Available data:
□ □ □ □ □

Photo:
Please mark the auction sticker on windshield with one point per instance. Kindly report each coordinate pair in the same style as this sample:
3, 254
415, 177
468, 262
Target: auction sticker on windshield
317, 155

□ □ □ □ □

Your answer must be an exact copy of all the entries.

Finished exercise:
Photo:
Please mark the auction sticker on windshield with one point per instance. Kindly report each coordinate pair in the same style as this sample:
3, 254
415, 177
468, 262
Target: auction sticker on windshield
317, 155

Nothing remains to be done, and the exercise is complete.